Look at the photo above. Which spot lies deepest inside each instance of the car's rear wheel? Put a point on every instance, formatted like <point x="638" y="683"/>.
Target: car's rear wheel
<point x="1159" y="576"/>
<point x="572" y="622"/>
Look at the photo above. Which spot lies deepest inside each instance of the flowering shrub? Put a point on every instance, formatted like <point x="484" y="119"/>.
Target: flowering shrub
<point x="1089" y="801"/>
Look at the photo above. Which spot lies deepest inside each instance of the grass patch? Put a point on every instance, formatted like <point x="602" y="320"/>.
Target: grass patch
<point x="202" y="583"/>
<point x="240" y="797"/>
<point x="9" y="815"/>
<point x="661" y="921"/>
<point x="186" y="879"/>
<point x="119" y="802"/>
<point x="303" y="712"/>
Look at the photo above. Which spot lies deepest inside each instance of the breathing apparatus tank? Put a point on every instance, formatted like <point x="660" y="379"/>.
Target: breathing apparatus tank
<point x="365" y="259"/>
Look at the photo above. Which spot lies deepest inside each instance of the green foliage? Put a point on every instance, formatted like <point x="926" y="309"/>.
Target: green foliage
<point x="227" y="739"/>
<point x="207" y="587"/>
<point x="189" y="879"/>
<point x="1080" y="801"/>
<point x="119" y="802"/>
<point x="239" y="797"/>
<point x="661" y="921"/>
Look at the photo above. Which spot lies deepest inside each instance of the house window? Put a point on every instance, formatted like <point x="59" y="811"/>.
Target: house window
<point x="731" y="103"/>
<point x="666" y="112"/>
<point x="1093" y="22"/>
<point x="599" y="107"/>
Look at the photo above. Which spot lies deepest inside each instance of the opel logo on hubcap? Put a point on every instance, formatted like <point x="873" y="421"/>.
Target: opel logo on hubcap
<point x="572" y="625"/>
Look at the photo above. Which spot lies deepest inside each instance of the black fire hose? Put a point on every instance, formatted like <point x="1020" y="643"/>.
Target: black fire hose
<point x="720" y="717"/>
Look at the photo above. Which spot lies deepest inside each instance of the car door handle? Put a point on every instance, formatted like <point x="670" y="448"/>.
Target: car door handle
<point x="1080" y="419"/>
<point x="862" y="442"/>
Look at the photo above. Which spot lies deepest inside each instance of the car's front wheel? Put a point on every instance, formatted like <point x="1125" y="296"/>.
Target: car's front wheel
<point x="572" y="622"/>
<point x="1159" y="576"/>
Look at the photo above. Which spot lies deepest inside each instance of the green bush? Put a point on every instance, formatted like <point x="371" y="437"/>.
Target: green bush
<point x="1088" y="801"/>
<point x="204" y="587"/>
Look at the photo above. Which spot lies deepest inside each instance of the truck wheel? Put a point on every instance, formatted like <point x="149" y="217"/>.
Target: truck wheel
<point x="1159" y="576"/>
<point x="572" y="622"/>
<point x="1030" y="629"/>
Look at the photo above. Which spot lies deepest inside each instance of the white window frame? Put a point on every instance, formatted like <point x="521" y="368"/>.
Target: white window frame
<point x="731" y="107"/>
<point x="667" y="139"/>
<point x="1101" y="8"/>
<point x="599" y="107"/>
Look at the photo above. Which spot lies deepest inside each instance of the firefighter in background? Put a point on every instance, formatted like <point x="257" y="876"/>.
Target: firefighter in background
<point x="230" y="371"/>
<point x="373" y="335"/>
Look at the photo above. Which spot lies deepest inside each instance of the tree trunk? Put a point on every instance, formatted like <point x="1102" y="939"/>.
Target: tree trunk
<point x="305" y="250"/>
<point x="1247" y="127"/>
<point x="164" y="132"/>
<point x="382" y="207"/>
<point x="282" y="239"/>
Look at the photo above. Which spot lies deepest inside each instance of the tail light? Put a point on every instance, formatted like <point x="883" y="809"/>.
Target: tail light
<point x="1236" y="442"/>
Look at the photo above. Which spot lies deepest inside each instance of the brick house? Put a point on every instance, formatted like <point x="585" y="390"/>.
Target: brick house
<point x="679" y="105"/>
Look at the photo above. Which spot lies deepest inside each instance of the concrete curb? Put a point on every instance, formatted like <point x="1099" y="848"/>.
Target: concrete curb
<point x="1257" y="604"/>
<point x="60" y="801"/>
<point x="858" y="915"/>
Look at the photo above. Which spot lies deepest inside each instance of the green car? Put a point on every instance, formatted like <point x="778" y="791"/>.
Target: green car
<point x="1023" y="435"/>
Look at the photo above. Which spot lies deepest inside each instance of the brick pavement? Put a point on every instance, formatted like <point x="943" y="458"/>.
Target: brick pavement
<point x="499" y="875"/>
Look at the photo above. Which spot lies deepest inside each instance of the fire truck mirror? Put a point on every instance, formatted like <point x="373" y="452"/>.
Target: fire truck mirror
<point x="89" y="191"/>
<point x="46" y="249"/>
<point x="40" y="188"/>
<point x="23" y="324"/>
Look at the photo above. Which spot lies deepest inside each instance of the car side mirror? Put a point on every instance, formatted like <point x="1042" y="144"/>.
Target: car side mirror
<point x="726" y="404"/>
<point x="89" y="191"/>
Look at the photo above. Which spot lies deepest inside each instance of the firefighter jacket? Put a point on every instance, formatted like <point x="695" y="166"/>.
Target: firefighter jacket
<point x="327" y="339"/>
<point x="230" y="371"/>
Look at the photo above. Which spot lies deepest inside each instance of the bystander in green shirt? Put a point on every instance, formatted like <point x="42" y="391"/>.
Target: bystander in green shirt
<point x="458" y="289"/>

▶ _What is expected_: Print the records above in full, exactly.

▶ _Response_:
Look at the photo above. Which spot lies deepest inside each instance of the car's rear wheel? Put a point on every instance, formatted like <point x="638" y="683"/>.
Target: car's rear wheel
<point x="1159" y="576"/>
<point x="572" y="622"/>
Look at the photo above. Which spot lies deepest inside each instance of the flowering shrub? Put a point on every instance, formatted like <point x="484" y="119"/>.
Target: flowering shrub
<point x="1089" y="801"/>
Look at the photo above. Which spot lies deepest inside each instance of the grass patch? Put a point on every instance, formatted like <point x="602" y="320"/>.
Target: grass patch
<point x="202" y="583"/>
<point x="240" y="797"/>
<point x="9" y="815"/>
<point x="661" y="921"/>
<point x="186" y="879"/>
<point x="119" y="802"/>
<point x="303" y="712"/>
Look at the photo above. Which spot lies deepest inside each instance of the breathing apparatus tank? Put a point on every instance, formatted like <point x="660" y="379"/>.
Target: breathing apparatus tank
<point x="365" y="259"/>
Look at the photo above. Which spot lies deepest inside each instance of the green foliage? Put a point on every instance, formatted like <point x="926" y="309"/>.
Target: green foliage
<point x="227" y="739"/>
<point x="207" y="587"/>
<point x="189" y="879"/>
<point x="1080" y="801"/>
<point x="119" y="802"/>
<point x="239" y="797"/>
<point x="661" y="921"/>
Look at the photo above. Which spot lies deepest inside each instance of the house window? Put a point on every instance, formatted like <point x="59" y="811"/>.
Target: house window
<point x="731" y="103"/>
<point x="666" y="112"/>
<point x="1093" y="22"/>
<point x="599" y="107"/>
Look at the photo above. Which spot lies deepest inside each instance of the opel logo on hubcap? Put a point on every instance, formatted like <point x="873" y="421"/>.
Target: opel logo on hubcap
<point x="572" y="625"/>
Look at the photo above. Which spot lies deepest inside each instance of the black fire hose? Put a point on every instance, formatted like <point x="1020" y="643"/>.
Target: black fire hose
<point x="720" y="717"/>
Look at the photo above. Which spot lies deepest inside each instance of the car door handle? Put a point on every instance, formatted like <point x="670" y="448"/>.
Target: car door handle
<point x="1080" y="419"/>
<point x="862" y="442"/>
Look at the photo above. Which spot lies deepest inside each instance of the car's front wheel? Put a point on every instance, formatted like <point x="1125" y="296"/>.
Target: car's front wheel
<point x="572" y="622"/>
<point x="1159" y="576"/>
Look at the photo above. Which spot lies deepest inside each instance of the green bush? Put a point on every instance, formatted like <point x="371" y="437"/>.
Target: green bush
<point x="1088" y="801"/>
<point x="204" y="587"/>
Look at the photo above. Which spot lies deepest inside each instance of the truck wheel? Put a point on every instance, formatted like <point x="149" y="217"/>.
Target: truck wheel
<point x="1159" y="576"/>
<point x="572" y="622"/>
<point x="1030" y="629"/>
Look at the photo above. Which spot lies deepest inside each instance of the white window frame? Put a point on every instance, formatted like <point x="521" y="368"/>.
Target: white window frame
<point x="731" y="107"/>
<point x="667" y="139"/>
<point x="1101" y="8"/>
<point x="599" y="107"/>
Look at the photo above. Which spot lies deepest inside each instance of the firefighter in background? Put a point on every instance, formatted like <point x="257" y="876"/>.
Target: firefighter in background
<point x="230" y="371"/>
<point x="373" y="335"/>
Look at the photo above. Which spot lies deepest inside each instance of the tree trunk? Put a point on every instance, formatted like <point x="1102" y="939"/>.
Target: tree trunk
<point x="305" y="250"/>
<point x="1247" y="127"/>
<point x="164" y="132"/>
<point x="382" y="207"/>
<point x="282" y="239"/>
Look at the photo above. Which spot lies deepest inside each instance of the tail light? Put a point on every instance, formatted like <point x="883" y="809"/>.
Target: tail light
<point x="1236" y="442"/>
Look at the photo above. Which spot lies deepest inside each instance of the brick house? Put a point on every instance, formatted like <point x="585" y="390"/>.
Target: brick house
<point x="679" y="105"/>
Look at the photo above. Which spot lies deepest inside each instance of the concrete curb? Put a point on every instance, formatted like <point x="1099" y="848"/>.
Target: concrete curb
<point x="1257" y="604"/>
<point x="60" y="801"/>
<point x="858" y="915"/>
Look at the photo above. Which spot lies deepest inside each instance of the green car? Put a point on every instance, formatted like <point x="778" y="791"/>.
Target: green car
<point x="1023" y="435"/>
Look at the photo above. Which spot lies deepest inside each instance of the brick pavement? Put a point on every instance, formatted like <point x="943" y="458"/>.
Target: brick pavement
<point x="499" y="875"/>
Look at the photo above. Which spot lies deepest inside each instance of the fire truck mirror? Put a point on every instance, formatted like <point x="373" y="452"/>.
Target: fire truck mirror
<point x="89" y="191"/>
<point x="46" y="249"/>
<point x="40" y="188"/>
<point x="23" y="324"/>
Look at the photo above. Which spot lies deepest inside each instance of the car side mirror? Put a point on every instance, formatted like <point x="1042" y="144"/>.
Target: car side mirror
<point x="726" y="404"/>
<point x="89" y="191"/>
Look at the photo above. Which spot lies deepest inside each instance of the firefighter jacket? Put a point on every instance, formatted like <point x="695" y="166"/>.
Target: firefighter jacket
<point x="327" y="339"/>
<point x="230" y="371"/>
Look at the photo above. Which spot lies deepest inside each instance of the bystander in green shirt? Put a point on every instance, formatted like <point x="42" y="391"/>.
Target: bystander in green shirt
<point x="458" y="289"/>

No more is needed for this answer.